▶ WHAT YOU WILL DO:
Reproduce each of the items below word for word.

▶ DATA SHOWN:
------------------------------------------------

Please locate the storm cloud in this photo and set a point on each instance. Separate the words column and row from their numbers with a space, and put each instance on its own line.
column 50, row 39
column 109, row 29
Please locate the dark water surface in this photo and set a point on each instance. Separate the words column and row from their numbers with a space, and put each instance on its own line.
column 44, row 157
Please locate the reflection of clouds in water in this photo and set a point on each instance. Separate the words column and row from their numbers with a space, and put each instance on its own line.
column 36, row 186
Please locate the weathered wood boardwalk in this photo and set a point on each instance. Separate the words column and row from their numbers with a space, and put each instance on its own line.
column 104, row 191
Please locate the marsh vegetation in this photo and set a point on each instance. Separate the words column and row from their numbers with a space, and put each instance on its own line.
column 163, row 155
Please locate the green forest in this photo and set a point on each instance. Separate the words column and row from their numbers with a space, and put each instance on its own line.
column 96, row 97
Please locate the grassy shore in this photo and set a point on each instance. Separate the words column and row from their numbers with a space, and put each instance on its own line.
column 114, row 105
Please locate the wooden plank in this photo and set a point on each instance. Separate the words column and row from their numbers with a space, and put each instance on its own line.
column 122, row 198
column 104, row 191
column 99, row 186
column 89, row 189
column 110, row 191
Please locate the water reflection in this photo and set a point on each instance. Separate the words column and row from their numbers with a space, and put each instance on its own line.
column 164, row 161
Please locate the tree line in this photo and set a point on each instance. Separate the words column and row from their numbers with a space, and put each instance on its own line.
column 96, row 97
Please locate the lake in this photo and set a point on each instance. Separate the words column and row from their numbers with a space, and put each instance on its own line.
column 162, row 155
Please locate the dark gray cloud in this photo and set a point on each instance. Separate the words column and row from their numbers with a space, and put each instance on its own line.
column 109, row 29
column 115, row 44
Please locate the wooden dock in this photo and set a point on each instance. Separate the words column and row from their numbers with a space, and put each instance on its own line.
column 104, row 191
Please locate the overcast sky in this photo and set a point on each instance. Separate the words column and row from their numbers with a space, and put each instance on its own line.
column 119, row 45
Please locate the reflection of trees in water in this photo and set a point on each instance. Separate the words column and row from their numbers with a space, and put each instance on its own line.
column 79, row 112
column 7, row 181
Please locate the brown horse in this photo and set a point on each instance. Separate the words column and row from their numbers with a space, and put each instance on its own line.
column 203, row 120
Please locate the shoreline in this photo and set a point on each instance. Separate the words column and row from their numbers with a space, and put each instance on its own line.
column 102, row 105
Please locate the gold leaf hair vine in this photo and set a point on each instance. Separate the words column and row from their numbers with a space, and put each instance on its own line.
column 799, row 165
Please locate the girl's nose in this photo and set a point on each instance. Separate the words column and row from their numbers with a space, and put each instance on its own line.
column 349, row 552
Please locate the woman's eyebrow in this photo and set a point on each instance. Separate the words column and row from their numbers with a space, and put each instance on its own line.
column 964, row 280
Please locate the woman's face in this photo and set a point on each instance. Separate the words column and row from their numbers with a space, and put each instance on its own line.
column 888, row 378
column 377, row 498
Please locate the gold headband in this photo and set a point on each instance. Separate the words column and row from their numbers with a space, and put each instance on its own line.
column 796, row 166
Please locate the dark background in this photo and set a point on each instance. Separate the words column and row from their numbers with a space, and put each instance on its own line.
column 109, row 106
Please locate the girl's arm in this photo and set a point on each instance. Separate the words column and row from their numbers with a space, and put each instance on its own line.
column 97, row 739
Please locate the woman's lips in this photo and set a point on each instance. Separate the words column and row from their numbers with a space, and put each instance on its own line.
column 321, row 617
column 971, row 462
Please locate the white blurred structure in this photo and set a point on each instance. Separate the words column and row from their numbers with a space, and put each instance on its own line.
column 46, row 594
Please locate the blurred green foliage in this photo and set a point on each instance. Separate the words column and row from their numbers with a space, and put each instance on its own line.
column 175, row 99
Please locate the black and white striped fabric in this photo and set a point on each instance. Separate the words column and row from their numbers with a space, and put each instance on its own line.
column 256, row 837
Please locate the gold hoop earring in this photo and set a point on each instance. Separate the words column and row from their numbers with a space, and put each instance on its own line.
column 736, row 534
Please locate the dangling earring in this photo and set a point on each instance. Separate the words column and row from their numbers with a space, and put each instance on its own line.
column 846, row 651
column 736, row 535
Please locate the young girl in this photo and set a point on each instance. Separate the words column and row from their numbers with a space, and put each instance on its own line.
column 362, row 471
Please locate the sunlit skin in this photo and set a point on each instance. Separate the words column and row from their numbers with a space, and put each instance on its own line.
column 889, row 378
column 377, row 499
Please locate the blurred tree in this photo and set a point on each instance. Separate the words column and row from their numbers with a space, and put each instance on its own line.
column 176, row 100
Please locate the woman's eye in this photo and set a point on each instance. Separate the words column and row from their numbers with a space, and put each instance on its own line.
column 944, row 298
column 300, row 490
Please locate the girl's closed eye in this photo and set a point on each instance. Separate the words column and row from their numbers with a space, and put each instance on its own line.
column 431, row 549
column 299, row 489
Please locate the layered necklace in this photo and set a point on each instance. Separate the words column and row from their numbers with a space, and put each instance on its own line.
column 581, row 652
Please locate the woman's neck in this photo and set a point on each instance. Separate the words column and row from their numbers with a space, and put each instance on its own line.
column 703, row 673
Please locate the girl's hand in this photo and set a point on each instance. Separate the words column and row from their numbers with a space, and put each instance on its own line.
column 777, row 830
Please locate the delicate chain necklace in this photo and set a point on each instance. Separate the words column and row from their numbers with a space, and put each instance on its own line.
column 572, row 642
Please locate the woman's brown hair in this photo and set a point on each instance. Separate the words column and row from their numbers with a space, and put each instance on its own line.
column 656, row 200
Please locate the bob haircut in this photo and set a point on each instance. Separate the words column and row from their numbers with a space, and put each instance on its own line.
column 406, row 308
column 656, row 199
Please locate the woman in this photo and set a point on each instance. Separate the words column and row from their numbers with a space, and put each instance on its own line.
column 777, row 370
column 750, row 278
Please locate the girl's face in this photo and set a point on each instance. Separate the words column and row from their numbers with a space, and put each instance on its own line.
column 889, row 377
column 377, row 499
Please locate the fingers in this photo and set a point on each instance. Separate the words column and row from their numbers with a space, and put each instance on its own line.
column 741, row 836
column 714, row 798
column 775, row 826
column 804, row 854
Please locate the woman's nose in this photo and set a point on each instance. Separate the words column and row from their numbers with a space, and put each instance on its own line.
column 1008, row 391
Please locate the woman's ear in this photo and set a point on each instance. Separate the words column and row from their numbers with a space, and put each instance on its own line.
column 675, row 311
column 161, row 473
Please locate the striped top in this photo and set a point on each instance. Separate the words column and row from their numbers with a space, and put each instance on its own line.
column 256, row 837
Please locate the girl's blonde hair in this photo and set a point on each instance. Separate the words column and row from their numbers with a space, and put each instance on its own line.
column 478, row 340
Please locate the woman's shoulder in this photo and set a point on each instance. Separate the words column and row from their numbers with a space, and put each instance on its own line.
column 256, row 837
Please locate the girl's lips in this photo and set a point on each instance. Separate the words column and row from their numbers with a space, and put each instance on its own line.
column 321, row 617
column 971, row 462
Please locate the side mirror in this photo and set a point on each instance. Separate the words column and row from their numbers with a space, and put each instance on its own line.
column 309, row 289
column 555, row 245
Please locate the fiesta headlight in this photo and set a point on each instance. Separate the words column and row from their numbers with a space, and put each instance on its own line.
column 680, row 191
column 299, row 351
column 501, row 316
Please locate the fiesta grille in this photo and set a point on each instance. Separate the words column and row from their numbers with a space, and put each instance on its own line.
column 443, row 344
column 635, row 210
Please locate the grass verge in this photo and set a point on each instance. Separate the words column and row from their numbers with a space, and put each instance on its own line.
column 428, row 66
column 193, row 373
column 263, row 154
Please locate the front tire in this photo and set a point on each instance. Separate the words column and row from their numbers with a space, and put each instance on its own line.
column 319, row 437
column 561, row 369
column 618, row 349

------------------------------------------------

▶ OUTPUT:
Please locate the storm cloud in this photo and set a point on each instance. Separate the words column and row from their numbers with a space, and put each instance on its own line.
column 50, row 39
column 109, row 29
Please locate the dark water surface in this photo and set a point on each instance. Separate the words column and row from their numbers with a space, and put each instance on its own line.
column 44, row 157
Please locate the reflection of clouds in water in this photo and set a point on each instance. Separate the words column and row from their numbers with a space, and put each instance on its own line.
column 36, row 186
Please locate the weathered wood boardwalk in this photo and set a point on each instance. Separate the words column and row from their numbers with a space, and put each instance on its own line.
column 104, row 191
Please locate the marsh vegetation in this photo and set a point on each instance. Separate the words column and row from their numbers with a space, and put each instance on its own line.
column 163, row 155
Please locate the green forest in this photo and set a point on each instance. Separate the words column and row from their numbers with a space, and put each instance on its own line.
column 96, row 97
Please locate the grassy shore in this photo and set a point on each instance. Separate the words column and row from their numbers with a space, and put each instance on its own line.
column 114, row 105
Please locate the wooden plank in this photo and set a point on each instance. Separate the words column and row from their numbers with a space, and put each instance on its own line.
column 122, row 198
column 104, row 191
column 99, row 186
column 89, row 189
column 110, row 191
Please locate the water reflection in this photo and set a point on each instance. Separate the words column and row from their numbers with a space, and put each instance on its own line.
column 164, row 161
Please locate the tree line in this photo and set a point on each instance. Separate the words column and row from their numbers with a space, and put each instance on its own line.
column 96, row 97
Please locate the lake in this photo and set a point on each instance. Separate the words column and row from their numbers with a space, and put each instance on its own line.
column 162, row 155
Please locate the dark gray cloud in this photo and set a point on each instance. Separate the words column and row from their numbers with a space, and put each instance on its own line.
column 109, row 29
column 115, row 44
Please locate the wooden dock in this photo and set a point on each instance. Separate the words column and row from their numbers with a space, and put each instance on its own line.
column 104, row 191
Please locate the overcast sky in this photo and set a point on each instance. Separate the words column and row from their numbers with a space, and put each instance on its own line.
column 119, row 45
Please locate the reflection of trees in water in this photo and set a point on each instance. Separate the words column and row from their numbers with a space, and put each instance on its own line.
column 79, row 112
column 7, row 181
Please locate the brown horse in this photo and set a point on each instance. Separate the words column and row from their numbers with a space, and put each instance on its own line.
column 203, row 120
Please locate the shoreline in this photo and set a point on each instance. Separate the words column and row from their numbers with a space, and put each instance on its own line.
column 102, row 105
Please locate the gold leaf hair vine in this photo and set a point on each instance. Separate the words column and row from their numbers with a space, and put each instance on its own line.
column 799, row 165
Please locate the girl's nose in this photo and set a point on each instance. Separate the words column and row from their numbers with a space, and put each instance on its own line.
column 349, row 552
Please locate the woman's eyebrow in this photo and set a point on each instance. Separate the words column and row from their numbers with a space, and put each instance on its own line.
column 964, row 280
Please locate the woman's face in this photo and set a point on each instance. Separate the words column and row from their numbers with a space, and put each instance on its own line.
column 888, row 378
column 377, row 498
Please locate the gold headband in this photo and set a point on each instance. Separate the words column and row from their numbers with a space, and put each instance on its own line.
column 796, row 166
Please locate the dark background in this photo and set a point on each instance. Separate the words column and row from their numbers with a space, and put each instance on its own line.
column 109, row 106
Please locate the girl's arm in this photo and set a point on each instance. Separate the words column and row from their numbers with a space, and put each instance on its own line.
column 97, row 739
Please locate the woman's lips in this photo and set a point on each instance. Separate the words column and row from their numbers with a space, and put each instance on its own line.
column 321, row 617
column 971, row 462
Please locate the white blurred structure in this photo and set a point on each instance. Separate the words column and row from their numbers with a space, and put each instance on its own line.
column 46, row 594
Please locate the blurred green foliage in this photo and set a point on each instance. Separate the words column and row from their numbers with a space, and put each instance on its own line.
column 175, row 99
Please locate the black and white striped fabric in this photo and set a point on each instance. Separate the words column and row from their numbers with a space, and put each instance on its own line.
column 256, row 837
Please locate the gold hoop earring in this photo and set a point on each instance. Separate the words column and row from their numbers with a space, and put each instance on its own line.
column 736, row 534
Please locate the dangling earring in this photo and set a point on each instance. Separate the words column and row from their numbers with a space, and put each instance on its own line.
column 846, row 651
column 736, row 535
Please locate the young girl in this photo and set a point on each instance. Separate the words column and row from their numbers with a space, and put each instance on its own line.
column 362, row 471
Please locate the sunlit skin in this photo and set a point on each instance. Separate the words column and row from their numbers with a space, and put each instance on its own line.
column 889, row 378
column 377, row 499
Please locate the blurred tree in this photo and set a point on each instance. Separate the words column and row from their numbers with a space, and put each instance on its own line.
column 176, row 100
Please locate the woman's eye in this photo and set a point on each instance. Separate the words column and row from their numbers with a space, and put each instance on its own line.
column 944, row 298
column 300, row 490
Please locate the girl's closed eye in this photo and set a point on each instance. Separate the words column and row from their numbers with a space, and put each instance on its own line.
column 431, row 549
column 299, row 489
Please locate the layered necklace in this photo and set a point on each instance. Separate the words column and row from their numbers with a space, and put each instance on its own line.
column 581, row 652
Please locate the woman's neck in this photo and set a point on each instance. Separate the words column and row from their numbers with a space, and put each instance on its own line.
column 703, row 673
Please locate the girl's hand in this photo and set a point on each instance. Separate the words column and row from their numbers with a space, and put each instance on its own line.
column 777, row 830
Please locate the delicate chain necklace in this photo and set a point on each instance. Separate the words column and row from their numbers with a space, and put each instance on its own line.
column 572, row 642
Please locate the woman's brown hair in this photo and set a point on each instance. Separate the words column and row from their numbers with a space, and put each instance on its own line.
column 656, row 200
Please locate the bob haircut in this photo and set a point on each instance. Separate the words column and row from their numbers with a space, and put each instance on its own line.
column 406, row 308
column 656, row 199
Please locate the woman in this photo and set a point on each instance. Separate the words column and row from their numbers with a space, and put each instance on its own line.
column 777, row 370
column 750, row 278
Please locate the girl's face in this photo and set a point on each instance. Separate the words column and row from their numbers with a space, and put each instance on its own line.
column 889, row 377
column 377, row 499
Please locate the fingers in this photo and set a point on each instance. Separate the words column and row from their numbers with a space, and put each instance on its own line.
column 741, row 836
column 714, row 798
column 775, row 826
column 804, row 854
Please locate the woman's nose in this photo and set a point on each instance. Separate the words column and row from their numbers with a space, and put each instance on its own line.
column 1008, row 391
Please locate the woman's ear in this photo and set a point on each instance. Separate the words column and row from their numbers with a space, and put each instance on its own line.
column 675, row 311
column 161, row 473
Please locate the striped top in this photo and set a point on each instance. Separate the words column and row from their numbers with a space, and put each instance on its own line.
column 256, row 837
Please locate the girl's blonde hair in this photo and set a point on each instance. Separate the words column and row from their numbers with a space, and put each instance on its own line.
column 478, row 340
Please locate the woman's shoulder in this photo and set a point on each instance. Separate the words column and row from their numbers with a space, and put each instance on its own line.
column 256, row 837
Please locate the girl's lips in this photo and set a point on each instance. Separate the words column and row from their numbers with a space, and put each instance on its own line.
column 321, row 617
column 971, row 462
Please locate the side mirror in this photo and set a point on each instance. Separate the words column and row from their numbers with a space, and put each instance on its own line.
column 309, row 289
column 555, row 245
Please locate the fiesta headlight in this photo and set a point on each instance. Separate the words column and row from their numbers with a space, and put each instance on its own line.
column 680, row 191
column 299, row 351
column 501, row 316
Please locate the fiesta grille in this photo and set a point on each instance. Separate the words column and row from their numbers with a space, and put each instance on its own line.
column 443, row 344
column 635, row 210
Please locate the grass verge in this photo and set a point on each instance. Separate the words column and row from their numbers with a space, and put each instance on its own line.
column 428, row 66
column 193, row 373
column 263, row 154
Please locate the front tire in this photo and set a point on each instance. Separate the words column and row from their numbers with a space, and put each instance on its own line.
column 319, row 437
column 561, row 369
column 618, row 349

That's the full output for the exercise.